- _Set exercise_
Which lines of the material below contain the string "willing", matched with case counting? Return each of those lines in full.

[begin Information shown]

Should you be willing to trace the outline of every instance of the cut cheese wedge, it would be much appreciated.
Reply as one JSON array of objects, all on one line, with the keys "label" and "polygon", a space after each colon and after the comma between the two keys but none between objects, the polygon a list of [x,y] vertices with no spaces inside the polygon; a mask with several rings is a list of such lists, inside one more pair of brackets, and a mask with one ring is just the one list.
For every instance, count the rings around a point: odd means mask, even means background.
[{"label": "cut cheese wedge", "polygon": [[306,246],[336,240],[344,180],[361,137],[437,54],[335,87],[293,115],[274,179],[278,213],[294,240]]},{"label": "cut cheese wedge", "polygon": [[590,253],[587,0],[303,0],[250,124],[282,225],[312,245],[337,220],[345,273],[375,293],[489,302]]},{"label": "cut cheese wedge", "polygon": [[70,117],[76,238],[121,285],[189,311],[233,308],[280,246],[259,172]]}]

[end Information shown]
[begin Information shown]

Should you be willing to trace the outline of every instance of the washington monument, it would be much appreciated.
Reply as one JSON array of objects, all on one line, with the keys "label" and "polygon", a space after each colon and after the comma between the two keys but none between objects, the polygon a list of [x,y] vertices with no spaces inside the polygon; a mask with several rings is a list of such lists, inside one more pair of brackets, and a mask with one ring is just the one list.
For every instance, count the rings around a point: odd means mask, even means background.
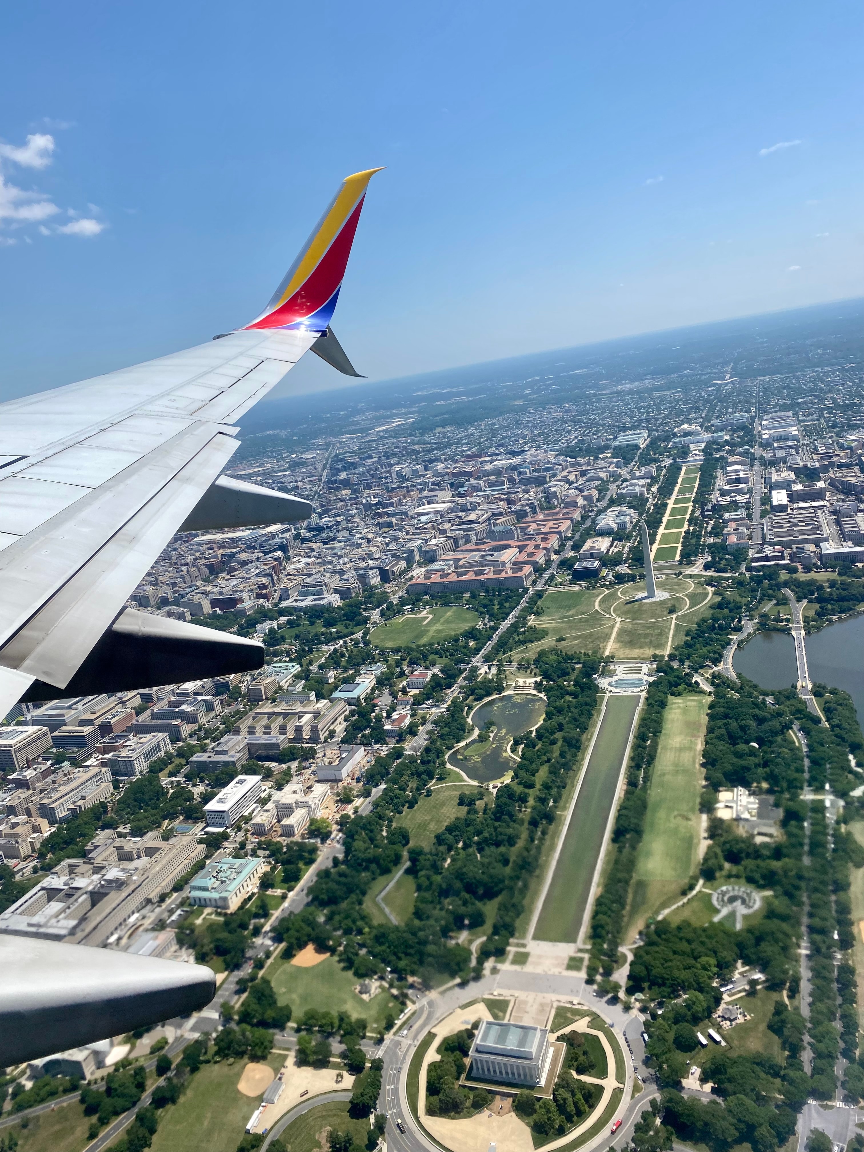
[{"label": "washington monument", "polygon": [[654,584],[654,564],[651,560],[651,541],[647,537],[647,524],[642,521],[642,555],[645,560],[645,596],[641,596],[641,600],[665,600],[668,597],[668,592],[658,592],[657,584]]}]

[end Information shown]

- _Solution below_
Should you be willing to trace the outline of every instance of the cut cheese wedge, it would be much appreciated.
Should you be willing to trace the outline of every instance of the washington monument, it would be much appreciated.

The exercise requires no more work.